QUOTED TEXT
# Music to Whos Ears?



## stevejack (Apr 5, 2020)

Curious? Do you you prefer a Quiet shop or a noisy shop such as music.

I listen to Coast to Coast AM myself


----------



## AMZ (Jan 27, 2020)

I need background noise, period. Doesn't have to be music (I prefer music) and it can be TV, or my beagle barking.


----------



## stevejack (Apr 5, 2020)

I have a friend that lives in Chicago who says the gunfire keeps him entertained while in his shop


----------



## metolius (May 26, 2016)

an interesting Q 
quiet is perfectly fine; otherwise npr or vintage jazz

I've been wanting to get something of the sort of an ISOtunes bluetooth headset. Airpods under my decibal defenders aren't entirely comfortable.


----------



## wapakfred (Jul 29, 2011)

One of the things that adds to my joy of being in the shop is listening to music.


----------



## stevejack (Apr 5, 2020)

Let me guess 'RIDIN DIRTY" 


> One of the things that adds to my joy of being in the shop is listening to music.
> 
> - Fred Hargis


----------



## wapakfred (Jul 29, 2011)

If that was recorded and played in the 60s then I guess it shows up from time to time on my stereo.


> Let me guess RIDIN DIRTY"
> 
> - stevejack


----------



## TravisH (Feb 6, 2013)

TASK SET
1. In the forum thread about music in the shop, what does AMZ name as acceptable background noise besides music?
2. List every distinct username that appears as a post header in the forum thread about music in the shop.
3. Carry on the forum thread about music in the shop from the point where it stops.

INFORMATION PROVIDED
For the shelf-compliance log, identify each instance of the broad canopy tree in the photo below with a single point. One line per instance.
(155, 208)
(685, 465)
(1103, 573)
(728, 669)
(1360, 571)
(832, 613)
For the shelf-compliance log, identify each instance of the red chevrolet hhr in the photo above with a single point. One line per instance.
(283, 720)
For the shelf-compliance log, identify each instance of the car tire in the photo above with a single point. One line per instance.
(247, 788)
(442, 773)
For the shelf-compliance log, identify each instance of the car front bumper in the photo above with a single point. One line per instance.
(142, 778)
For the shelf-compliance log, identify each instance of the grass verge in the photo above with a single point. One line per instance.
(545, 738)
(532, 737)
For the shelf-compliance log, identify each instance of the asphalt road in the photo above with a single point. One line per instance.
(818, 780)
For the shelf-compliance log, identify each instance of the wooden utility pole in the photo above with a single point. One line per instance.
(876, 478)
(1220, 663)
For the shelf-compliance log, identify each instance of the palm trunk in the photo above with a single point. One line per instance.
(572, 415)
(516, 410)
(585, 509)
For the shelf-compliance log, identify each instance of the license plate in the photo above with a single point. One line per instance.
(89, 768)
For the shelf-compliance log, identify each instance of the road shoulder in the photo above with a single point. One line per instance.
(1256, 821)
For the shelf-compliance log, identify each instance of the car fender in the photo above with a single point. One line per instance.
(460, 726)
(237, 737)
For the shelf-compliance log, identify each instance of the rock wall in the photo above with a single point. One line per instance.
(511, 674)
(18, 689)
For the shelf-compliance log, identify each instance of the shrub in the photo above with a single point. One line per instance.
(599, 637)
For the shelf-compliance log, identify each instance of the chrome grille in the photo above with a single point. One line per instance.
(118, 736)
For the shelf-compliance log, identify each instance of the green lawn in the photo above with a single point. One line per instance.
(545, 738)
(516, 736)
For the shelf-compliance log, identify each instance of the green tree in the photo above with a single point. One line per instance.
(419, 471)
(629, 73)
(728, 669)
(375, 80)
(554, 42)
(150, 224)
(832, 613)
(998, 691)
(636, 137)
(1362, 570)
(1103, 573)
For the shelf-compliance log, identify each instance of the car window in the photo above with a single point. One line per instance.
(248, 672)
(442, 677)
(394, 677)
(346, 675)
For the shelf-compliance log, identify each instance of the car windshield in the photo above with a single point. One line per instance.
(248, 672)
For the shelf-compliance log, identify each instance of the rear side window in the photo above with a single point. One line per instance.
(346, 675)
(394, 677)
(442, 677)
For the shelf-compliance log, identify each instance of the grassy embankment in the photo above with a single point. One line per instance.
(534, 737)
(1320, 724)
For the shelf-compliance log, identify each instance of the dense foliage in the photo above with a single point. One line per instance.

RESULTS
1. TV or a beagle barking.

2. stevejack, AMZ, metolius, wapakfred, TravisH

3.
Typically don't play music in the shop but doesn't bother me one way or the other.


----------



## Eeyore (Jul 18, 2020)

I prefer to listen to the radio because it reminds me that time is passing in the world outside. Without this reminder I might miss meals, bedtime, etc.


----------



## pottz (Sep 15, 2015)

gotta have tunes on always,usually classic rock sometimes country.


----------



## MadMark (Jun 3, 2014)

No music. Need to hear tools running for safety.


----------



## wildwoodbybrianjohns (Aug 22, 2019)

> No music. Need to hear tools running for safety.
> 
> - Madmark2


This^^^^^^^^^^ And Nature.


----------



## mccojr02 (Sep 27, 2011)

I'm almost embarrassed to admit it but I have taken to Bluegrass in the shop lately.


----------



## MrWolfe (Jan 23, 2018)

Here ya go John!

I love music in the shop or some good podcasts. 
Dark Journalist is a great podcast on Youtube… the X series (100 episodes).


----------



## pottz (Sep 15, 2015)

> I m almost embarrassed to admit it but I have taken to Bluegrass in the shop lately.
> 
> - John


hey bluegrass can be badass !


----------



## wildwoodbybrianjohns (Aug 22, 2019)

> Here ya go John!
> 
> I love music in the shop or some good podcasts.
> Dark Journalist is a great podcast on Youtube… the X series (100 episodes).
> ...


Wow. Peter Dale Scott. You surprised me again, Jon. Corbett Report is also good, same vein to some extent, but none of the more speculative stuff.


----------



## therealSteveN (Oct 29, 2016)

> I m almost embarrassed to admit it but I have taken to Bluegrass in the shop lately.
> 
> - John


Allson Kraus and Union Station is my normal Opera…..


----------



## MrWolfe (Jan 23, 2018)

Yep… all good stuff.
Listen to the same stuff while jogging or doing yard work.


----------



## pottz (Sep 15, 2015)

> Yep… all good stuff.
> Listen to the same stuff while jogging or doing yard work.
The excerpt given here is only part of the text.